* Given task *
Count the lines in the material below that contain the string "cushion", with letter case counting. Reply with the number alone.

* Provided information *
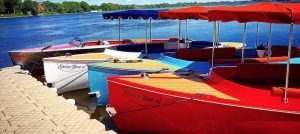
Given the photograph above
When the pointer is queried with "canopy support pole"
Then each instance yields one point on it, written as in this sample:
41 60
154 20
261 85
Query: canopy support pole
119 29
244 42
179 32
150 21
214 44
257 28
218 38
185 42
269 42
285 99
146 43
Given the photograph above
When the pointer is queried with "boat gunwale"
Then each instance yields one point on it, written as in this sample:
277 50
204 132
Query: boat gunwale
116 80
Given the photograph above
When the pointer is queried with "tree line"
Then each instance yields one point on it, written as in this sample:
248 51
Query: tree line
18 7
31 7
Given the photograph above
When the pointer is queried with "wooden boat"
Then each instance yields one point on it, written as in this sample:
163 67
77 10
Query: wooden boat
232 56
68 73
98 73
233 100
31 59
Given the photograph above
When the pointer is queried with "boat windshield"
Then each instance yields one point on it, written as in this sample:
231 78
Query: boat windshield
76 42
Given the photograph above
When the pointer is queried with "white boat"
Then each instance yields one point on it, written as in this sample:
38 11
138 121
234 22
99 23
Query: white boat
68 73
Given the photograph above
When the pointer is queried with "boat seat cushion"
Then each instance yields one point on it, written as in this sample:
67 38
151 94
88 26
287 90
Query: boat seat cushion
267 71
292 92
140 47
283 51
204 54
249 60
226 72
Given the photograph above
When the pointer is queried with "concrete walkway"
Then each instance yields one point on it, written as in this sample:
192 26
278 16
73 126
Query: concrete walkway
27 106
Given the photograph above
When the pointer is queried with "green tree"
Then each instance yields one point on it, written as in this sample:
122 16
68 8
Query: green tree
2 6
51 7
85 6
29 6
12 6
71 7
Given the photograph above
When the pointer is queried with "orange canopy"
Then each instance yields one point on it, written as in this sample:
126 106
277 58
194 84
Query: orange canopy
260 12
195 12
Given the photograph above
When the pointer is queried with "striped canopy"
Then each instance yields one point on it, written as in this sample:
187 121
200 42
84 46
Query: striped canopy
269 12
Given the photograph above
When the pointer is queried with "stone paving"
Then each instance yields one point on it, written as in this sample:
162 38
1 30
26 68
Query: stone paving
27 106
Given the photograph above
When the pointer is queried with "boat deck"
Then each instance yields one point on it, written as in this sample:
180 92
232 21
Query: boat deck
172 82
27 106
84 56
150 65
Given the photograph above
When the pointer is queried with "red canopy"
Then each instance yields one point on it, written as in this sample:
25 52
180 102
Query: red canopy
295 8
261 12
195 12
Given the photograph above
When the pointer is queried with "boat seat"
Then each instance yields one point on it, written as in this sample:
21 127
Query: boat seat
204 54
254 71
249 60
292 92
278 50
267 71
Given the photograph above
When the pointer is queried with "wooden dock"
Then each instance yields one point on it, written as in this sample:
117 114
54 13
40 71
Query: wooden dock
27 106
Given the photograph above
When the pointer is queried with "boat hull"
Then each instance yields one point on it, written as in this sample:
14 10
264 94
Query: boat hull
98 81
66 76
69 74
140 109
34 60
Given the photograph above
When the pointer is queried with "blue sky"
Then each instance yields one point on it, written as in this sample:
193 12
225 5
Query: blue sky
97 2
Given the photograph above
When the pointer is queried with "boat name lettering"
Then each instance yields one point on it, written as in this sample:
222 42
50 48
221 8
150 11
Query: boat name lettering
72 67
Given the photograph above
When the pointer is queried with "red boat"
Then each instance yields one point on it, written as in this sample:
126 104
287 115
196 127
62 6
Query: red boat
247 98
234 100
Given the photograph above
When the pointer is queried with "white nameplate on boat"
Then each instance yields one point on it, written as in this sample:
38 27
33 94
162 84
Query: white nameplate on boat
72 67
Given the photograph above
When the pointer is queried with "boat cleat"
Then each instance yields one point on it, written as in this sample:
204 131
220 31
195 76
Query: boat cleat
111 111
97 93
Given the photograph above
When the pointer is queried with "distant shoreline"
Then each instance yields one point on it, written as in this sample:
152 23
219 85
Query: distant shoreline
6 16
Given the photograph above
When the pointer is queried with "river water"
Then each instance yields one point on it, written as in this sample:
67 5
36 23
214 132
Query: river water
28 32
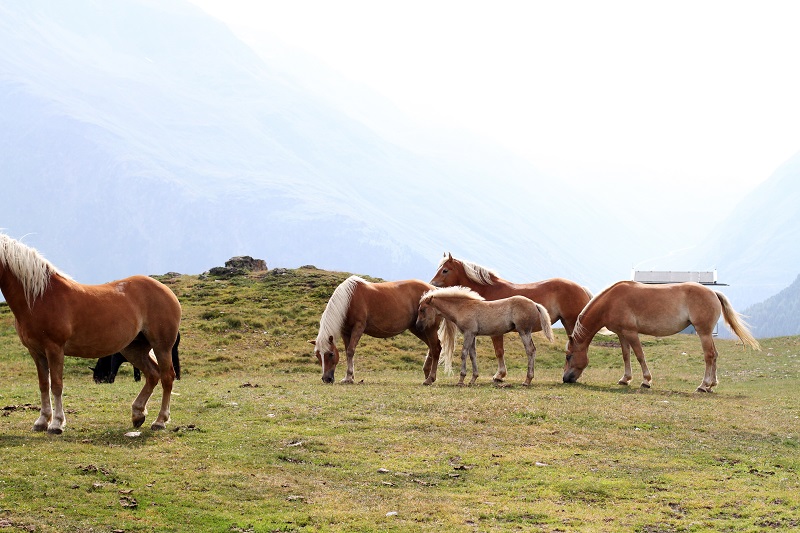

* The solution *
2